### TASK DETAILS
Copy the data exactly as it appears, and do not include any pictures.
>>>
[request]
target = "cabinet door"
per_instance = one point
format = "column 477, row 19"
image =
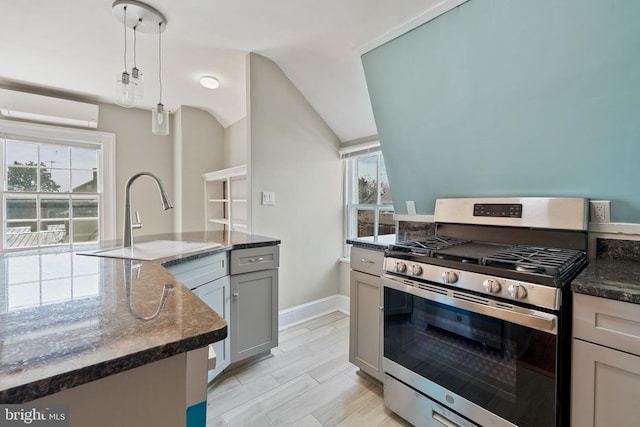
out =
column 216, row 295
column 605, row 388
column 365, row 338
column 254, row 313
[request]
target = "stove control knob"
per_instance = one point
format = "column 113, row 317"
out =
column 416, row 270
column 449, row 277
column 517, row 291
column 491, row 286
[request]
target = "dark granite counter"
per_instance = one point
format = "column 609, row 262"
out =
column 612, row 279
column 67, row 319
column 614, row 274
column 380, row 245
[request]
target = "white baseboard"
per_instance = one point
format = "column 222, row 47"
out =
column 292, row 316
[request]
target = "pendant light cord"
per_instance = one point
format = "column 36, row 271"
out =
column 124, row 26
column 160, row 59
column 135, row 42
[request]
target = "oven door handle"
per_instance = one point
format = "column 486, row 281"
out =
column 442, row 419
column 477, row 304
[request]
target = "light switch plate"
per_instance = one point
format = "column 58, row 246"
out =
column 268, row 198
column 411, row 207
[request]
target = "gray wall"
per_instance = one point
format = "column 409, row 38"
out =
column 294, row 154
column 513, row 97
column 137, row 150
column 198, row 148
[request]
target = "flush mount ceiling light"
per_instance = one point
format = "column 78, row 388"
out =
<<<
### SOLUTION FOR THIS PROBLEM
[request]
target = "cabinet door"
per_instance = one point
format = "column 477, row 19"
image =
out =
column 216, row 295
column 605, row 388
column 365, row 338
column 254, row 313
[request]
target = "stove control knob"
per_instance = one point
format = "column 113, row 317"
out =
column 416, row 270
column 449, row 277
column 517, row 291
column 491, row 286
[request]
target = "dark granite counter"
per_instance = one point
format = "column 609, row 262"
out =
column 612, row 279
column 67, row 319
column 614, row 274
column 380, row 245
[request]
target = "white baseboard"
per_instance = one point
format = "column 222, row 47"
out =
column 292, row 316
[request]
target = "pendant light cord"
per_instance = one point
format = "column 36, row 271"
out =
column 124, row 26
column 160, row 59
column 135, row 42
[request]
target = "oven door handle"
per_instance = one point
format = "column 486, row 281"
out =
column 442, row 419
column 477, row 304
[request]
target = "light switch plate"
per_instance = one point
format = "column 58, row 246"
out =
column 268, row 198
column 411, row 207
[request]
target = "gray wall"
per_instance = one point
format = "column 409, row 38"
out =
column 294, row 154
column 513, row 97
column 137, row 150
column 198, row 148
[request]
target = "flush mount ceiling light"
per_instance = one point
format = "column 78, row 388"
out =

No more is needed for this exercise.